What to do => Copy each line of the listing below word for word, with nothing changed.

Listed records =>
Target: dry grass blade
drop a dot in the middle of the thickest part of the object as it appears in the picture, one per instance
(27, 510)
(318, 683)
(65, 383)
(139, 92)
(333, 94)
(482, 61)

Solution to this exercise =>
Target: dry grass blade
drop a dot in the middle of the thickest part of the object as it appears in the picture, one per instance
(27, 510)
(318, 683)
(65, 383)
(139, 92)
(333, 94)
(482, 61)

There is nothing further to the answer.